▶ **Directions**
Continue the mailing-list message below about moving gdb::parallel_for_each to dynamic partitioning, starting after its last sentence.

On 7/3/25 4:01 PM, simon.marchi@polymtl.ca wrote:
> From: Simon Marchi <simon.marchi@polymtl.ca>
>
> gdb::parallel_for_each uses static partitioning of the workload, meaning
> that each worker thread receives a similar number of work items. Change
> it to use dynamic partitioning, where worker threads pull work items
> from a shared work queue when they need to.
>
> Note that gdb::parallel_for_each is currently only used for processing
> minimal symbols in GDB. I am looking at improving the startup
> performance of GDB, where the minimal symbol process is one step.
>
> With static partitioning, there is a risk of workload imbalance if some
> threads receive "easier" work than others. Some threads sit still while
> others finish working on their share of the work. This is not
> desirable, because the gdb::parallel_for_each takes as long as the
> slowest thread takes.
>
> When loading a file with a lot of minimal symbols (~600k) in GDB, with
> "maint set per-command time on", I observe some imbalance:
>
> Time for "minsyms install worker": wall 0.732, user 0.550, sys 0.041, user+sys 0.591, 80.7 % CPU
> Time for "minsyms install worker": wall 0.881, user 0.722, sys 0.071, user+sys 0.793, 90.0 % CPU
> Time for "minsyms install worker": wall 2.107, user 1.804, sys 0.147, user+sys 1.951, 92.6 % CPU
> Time for "minsyms install worker": wall 2.351, user 2.003, sys 0.151, user+sys 2.154, 91.6 % CPU
> Time for "minsyms install worker": wall 2.611, user 2.322, sys 0.235, user+sys 2.557, 97.9 % CPU
> Time for "minsyms install worker": wall 3.074, user 2.729, sys 0.203, user+sys 2.932, 95.4 % CPU
> Time for "minsyms install worker": wall 3.486, user 3.074, sys 0.260, user+sys 3.334, 95.6 % CPU
> Time for "minsyms install worker": wall 3.927, user 3.475, sys 0.336, user+sys 3.811, 97.0 % CPU
> ^
> ----´
>
> The fastest thread took 0.732 seconds to complete its work (and then sat
> still), while the slowest took 3.927 seconds. This means the
> parallel_for_each took a bit less than 4 seconds.
>
> Even if the number of minimal symbols assigned to each worker is the
> same, I suppose that some symbols (e.g. those that need demangling) take
> longer to process, which could explain the imbalance.
>
> With this patch, things are much more balanced:
>
> Time for "minsym install worker": wall 2.807, user 2.222, sys 0.144, user+sys 2.366, 84.3 % CPU
> Time for "minsym install worker": wall 2.808, user 2.073, sys 0.131, user+sys 2.204, 78.5 % CPU
> Time for "minsym install worker": wall 2.804, user 1.994, sys 0.151, user+sys 2.145, 76.5 % CPU
> Time for "minsym install worker": wall 2.808, user 1.977, sys 0.135, user+sys 2.112, 75.2 % CPU
> Time for "minsym install worker": wall 2.808, user 2.061, sys 0.142, user+sys 2.203, 78.5 % CPU
> Time for "minsym install worker": wall 2.809, user 2.012, sys 0.146, user+sys 2.158, 76.8 % CPU
> Time for "minsym install worker": wall 2.809, user 2.178, sys 0.137, user+sys 2.315, 82.4 % CPU
> Time for "minsym install worker": wall 2.820, user 2.141, sys 0.170, user+sys 2.311, 82.0 % CPU
> ^
> ----´
>
> In this version, the parallel_for_each took about 2.8 seconds,
> representing a reduction of ~1.2 seconds for this step. Not
> life-changing, but it's still good I think.

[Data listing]

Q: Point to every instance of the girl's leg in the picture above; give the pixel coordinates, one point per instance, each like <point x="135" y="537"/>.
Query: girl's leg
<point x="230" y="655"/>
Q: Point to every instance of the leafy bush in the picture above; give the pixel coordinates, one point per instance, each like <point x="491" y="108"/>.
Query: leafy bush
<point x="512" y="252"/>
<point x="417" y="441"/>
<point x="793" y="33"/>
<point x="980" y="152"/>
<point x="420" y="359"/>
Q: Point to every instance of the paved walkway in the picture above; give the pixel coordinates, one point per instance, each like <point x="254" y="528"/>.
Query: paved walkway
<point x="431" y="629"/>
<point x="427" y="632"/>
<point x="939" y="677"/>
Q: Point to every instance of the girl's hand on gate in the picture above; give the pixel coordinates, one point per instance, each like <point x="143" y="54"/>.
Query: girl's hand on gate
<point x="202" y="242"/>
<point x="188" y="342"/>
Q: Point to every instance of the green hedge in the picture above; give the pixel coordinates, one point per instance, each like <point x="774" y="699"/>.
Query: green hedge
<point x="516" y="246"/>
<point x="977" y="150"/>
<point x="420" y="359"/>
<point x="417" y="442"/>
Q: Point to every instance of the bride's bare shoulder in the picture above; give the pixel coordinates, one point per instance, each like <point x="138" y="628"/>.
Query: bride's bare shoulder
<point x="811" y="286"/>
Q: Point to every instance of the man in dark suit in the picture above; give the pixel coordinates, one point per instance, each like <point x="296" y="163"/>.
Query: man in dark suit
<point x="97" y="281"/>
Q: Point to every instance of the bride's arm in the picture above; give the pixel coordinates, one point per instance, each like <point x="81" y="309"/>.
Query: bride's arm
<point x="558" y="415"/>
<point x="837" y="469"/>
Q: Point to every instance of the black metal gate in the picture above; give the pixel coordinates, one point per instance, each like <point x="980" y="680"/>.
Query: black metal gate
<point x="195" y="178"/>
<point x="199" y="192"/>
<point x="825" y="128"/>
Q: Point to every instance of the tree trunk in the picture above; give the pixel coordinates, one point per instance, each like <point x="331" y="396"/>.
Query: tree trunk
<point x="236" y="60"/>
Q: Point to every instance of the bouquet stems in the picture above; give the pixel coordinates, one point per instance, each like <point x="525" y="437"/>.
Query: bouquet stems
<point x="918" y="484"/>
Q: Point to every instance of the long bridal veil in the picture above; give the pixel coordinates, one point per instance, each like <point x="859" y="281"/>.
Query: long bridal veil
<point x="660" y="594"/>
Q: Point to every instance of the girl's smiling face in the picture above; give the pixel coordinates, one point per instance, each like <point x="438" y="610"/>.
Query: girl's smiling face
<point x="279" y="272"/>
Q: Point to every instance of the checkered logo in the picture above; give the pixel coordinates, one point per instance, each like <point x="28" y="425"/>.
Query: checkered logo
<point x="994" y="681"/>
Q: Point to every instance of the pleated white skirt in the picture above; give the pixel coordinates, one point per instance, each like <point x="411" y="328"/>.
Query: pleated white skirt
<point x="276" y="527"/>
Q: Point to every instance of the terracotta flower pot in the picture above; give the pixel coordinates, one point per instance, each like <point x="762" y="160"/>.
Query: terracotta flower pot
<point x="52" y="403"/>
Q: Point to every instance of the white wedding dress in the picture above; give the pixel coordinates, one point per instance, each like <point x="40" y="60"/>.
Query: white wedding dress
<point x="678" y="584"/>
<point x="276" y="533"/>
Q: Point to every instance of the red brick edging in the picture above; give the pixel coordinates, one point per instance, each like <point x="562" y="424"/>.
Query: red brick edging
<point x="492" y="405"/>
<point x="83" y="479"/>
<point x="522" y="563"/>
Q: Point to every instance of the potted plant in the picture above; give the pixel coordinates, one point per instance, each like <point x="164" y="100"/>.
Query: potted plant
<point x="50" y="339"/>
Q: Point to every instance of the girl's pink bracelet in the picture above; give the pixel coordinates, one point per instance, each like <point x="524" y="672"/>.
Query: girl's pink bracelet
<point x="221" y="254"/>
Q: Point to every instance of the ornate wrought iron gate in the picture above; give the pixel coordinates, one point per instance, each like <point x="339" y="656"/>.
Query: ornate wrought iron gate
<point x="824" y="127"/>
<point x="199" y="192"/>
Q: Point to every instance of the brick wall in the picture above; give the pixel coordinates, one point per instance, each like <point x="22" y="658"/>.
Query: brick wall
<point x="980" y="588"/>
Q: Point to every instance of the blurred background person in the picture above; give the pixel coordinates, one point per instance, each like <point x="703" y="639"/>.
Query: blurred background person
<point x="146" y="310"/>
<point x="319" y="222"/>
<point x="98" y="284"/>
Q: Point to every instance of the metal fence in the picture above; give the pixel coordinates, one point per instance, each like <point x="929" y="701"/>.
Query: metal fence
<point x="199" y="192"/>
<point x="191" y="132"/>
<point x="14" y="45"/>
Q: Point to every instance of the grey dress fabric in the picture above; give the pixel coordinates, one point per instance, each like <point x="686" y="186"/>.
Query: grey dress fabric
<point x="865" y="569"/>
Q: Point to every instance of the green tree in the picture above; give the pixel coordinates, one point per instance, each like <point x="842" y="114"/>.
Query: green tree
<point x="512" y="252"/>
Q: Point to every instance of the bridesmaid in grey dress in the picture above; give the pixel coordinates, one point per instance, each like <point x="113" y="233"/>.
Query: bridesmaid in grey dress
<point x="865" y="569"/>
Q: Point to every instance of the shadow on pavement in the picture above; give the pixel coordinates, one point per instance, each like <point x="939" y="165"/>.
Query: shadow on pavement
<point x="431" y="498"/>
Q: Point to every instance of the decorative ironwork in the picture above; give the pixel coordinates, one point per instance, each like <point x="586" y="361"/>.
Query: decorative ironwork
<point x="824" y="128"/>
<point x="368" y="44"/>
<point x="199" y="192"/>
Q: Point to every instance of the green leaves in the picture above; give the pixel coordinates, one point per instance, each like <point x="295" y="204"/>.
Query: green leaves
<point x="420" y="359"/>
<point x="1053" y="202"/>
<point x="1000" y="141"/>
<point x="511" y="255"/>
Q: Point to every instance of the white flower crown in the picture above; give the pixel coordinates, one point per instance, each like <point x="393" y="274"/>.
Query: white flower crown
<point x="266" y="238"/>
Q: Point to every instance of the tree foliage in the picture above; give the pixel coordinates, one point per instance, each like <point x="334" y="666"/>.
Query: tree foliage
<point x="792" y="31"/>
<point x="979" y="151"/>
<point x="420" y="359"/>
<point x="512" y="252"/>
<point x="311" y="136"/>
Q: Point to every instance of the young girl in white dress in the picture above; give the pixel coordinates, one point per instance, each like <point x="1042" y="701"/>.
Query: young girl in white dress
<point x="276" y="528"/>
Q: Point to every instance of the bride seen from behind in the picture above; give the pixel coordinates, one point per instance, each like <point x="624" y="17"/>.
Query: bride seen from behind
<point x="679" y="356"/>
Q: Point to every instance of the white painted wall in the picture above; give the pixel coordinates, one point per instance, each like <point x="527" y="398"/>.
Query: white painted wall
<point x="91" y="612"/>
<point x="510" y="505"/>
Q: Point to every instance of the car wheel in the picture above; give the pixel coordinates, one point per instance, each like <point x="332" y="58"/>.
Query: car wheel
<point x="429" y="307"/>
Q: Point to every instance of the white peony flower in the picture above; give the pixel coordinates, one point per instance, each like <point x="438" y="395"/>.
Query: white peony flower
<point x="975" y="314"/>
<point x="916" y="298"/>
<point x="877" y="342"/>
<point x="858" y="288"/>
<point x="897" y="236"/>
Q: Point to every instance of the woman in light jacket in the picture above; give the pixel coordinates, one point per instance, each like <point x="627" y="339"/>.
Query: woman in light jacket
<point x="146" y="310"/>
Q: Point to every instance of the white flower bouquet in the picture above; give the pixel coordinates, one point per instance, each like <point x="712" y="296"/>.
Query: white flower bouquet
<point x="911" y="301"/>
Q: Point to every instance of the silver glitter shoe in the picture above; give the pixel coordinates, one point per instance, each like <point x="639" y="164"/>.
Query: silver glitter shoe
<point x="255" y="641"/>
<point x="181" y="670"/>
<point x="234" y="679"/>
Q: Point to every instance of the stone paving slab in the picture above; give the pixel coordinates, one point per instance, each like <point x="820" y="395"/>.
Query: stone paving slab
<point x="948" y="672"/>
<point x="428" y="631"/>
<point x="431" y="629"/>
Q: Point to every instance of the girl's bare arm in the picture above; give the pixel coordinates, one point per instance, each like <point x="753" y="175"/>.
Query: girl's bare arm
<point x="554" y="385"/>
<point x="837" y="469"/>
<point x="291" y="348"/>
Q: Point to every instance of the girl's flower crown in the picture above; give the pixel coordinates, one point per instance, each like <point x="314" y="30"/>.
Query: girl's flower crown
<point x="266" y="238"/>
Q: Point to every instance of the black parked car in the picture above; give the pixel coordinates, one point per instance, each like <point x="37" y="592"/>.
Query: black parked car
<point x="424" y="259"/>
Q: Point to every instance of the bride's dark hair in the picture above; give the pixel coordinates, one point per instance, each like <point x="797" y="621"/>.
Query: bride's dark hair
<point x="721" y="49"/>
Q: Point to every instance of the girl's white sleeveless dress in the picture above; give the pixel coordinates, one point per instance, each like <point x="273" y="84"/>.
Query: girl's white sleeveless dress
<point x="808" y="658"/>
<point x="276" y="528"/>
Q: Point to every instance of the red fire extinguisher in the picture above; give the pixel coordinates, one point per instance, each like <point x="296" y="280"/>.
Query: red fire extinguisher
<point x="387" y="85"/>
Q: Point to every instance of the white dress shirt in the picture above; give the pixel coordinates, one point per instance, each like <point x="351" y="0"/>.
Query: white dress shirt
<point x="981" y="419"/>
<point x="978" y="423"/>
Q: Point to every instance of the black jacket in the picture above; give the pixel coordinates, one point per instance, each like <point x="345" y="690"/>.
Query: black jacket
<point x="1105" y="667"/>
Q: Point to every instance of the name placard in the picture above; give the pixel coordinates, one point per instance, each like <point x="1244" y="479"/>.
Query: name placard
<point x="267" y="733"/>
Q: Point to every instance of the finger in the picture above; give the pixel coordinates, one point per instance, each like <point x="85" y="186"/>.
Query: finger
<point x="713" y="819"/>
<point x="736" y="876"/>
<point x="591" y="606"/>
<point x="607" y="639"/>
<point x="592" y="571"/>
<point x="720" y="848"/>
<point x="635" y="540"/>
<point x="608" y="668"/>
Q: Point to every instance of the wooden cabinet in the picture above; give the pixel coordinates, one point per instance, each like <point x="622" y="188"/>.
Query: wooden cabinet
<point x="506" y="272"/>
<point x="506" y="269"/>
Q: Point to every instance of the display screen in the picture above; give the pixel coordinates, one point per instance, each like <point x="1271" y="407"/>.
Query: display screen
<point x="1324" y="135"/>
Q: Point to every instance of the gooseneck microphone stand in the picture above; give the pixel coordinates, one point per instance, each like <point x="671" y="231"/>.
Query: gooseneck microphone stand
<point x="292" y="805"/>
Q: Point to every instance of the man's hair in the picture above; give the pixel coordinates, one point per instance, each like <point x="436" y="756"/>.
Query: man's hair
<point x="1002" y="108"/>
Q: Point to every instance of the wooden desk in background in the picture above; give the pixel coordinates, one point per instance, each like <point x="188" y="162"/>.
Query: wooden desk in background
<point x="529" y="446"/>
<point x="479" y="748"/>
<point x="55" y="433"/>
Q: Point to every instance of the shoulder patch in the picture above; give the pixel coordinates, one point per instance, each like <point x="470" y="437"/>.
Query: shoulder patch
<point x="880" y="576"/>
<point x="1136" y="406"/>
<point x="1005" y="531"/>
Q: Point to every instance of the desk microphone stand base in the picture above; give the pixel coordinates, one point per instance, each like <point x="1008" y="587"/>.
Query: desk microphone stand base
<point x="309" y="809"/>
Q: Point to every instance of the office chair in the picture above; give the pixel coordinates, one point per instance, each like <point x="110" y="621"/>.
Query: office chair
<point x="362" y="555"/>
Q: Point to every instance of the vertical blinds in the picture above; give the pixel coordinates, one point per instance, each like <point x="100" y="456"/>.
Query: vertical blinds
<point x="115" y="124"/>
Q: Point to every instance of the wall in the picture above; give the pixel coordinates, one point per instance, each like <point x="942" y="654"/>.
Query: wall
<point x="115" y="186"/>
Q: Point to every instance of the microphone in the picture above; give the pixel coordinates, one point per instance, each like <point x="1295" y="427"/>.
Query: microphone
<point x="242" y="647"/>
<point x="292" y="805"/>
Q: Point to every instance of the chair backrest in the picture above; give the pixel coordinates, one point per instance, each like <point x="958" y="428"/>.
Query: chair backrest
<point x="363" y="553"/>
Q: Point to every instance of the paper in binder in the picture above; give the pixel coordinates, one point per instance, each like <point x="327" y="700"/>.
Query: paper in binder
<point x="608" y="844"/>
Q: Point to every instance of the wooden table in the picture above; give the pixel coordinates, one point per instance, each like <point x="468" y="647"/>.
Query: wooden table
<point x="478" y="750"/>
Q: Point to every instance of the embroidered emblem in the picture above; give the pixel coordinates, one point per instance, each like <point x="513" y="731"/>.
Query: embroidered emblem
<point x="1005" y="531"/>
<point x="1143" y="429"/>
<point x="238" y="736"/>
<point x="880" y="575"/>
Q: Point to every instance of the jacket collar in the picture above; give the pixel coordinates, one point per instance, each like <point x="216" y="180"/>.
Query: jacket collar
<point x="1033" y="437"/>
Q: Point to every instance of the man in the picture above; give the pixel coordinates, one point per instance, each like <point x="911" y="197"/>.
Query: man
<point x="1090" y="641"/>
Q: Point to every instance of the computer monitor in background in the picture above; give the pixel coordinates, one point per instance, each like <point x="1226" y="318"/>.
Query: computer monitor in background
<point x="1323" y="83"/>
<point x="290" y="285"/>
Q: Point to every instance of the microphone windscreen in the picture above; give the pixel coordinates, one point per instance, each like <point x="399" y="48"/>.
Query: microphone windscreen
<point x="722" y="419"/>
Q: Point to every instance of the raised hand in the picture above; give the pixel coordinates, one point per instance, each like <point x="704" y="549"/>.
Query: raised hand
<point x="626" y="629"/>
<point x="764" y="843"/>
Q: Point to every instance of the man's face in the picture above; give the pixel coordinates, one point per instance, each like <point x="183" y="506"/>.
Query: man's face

▶ **Response to this exercise**
>
> Note that this patch helps when loading big programs. My go-to test
> program for this is telegram-desktop that I built from source. For
> small programs (including loading gdb itself), it makes no perceptible
> difference.
>
> Now the technical bits:
>
> - One impact that this change has on the minimal symbol processing
> specifically is that not all calls to compute_and_set_names (a
> critical region guarded by a mutex) are done at the end of each
> worker thread's task anymore.
>
> Before this patch, each thread would compute the names and hash values for
> all the minimal symbols it has been assigned, and then would call
> compute_and_set_names for all of them, while holding the mutex (thus
> preventing other threads from doing this same step).
>
> With the shared work queue approach, each thread grabs a batch of of
> minimal symbols, computes the names and hash values for them, and
> then calls compute_and_set_names (with the mutex held) for this batch
> only. It then repeats that until the work queue is empty.
>
> There are therefore more small and spread out compute_and_set_names
> critical sections, instead of just one per worker thread at the end.
> Given that before this patch the work was not well balanced among worker
> threads, I guess that threads would enter that critical region at
> roughly different times, causing little contention.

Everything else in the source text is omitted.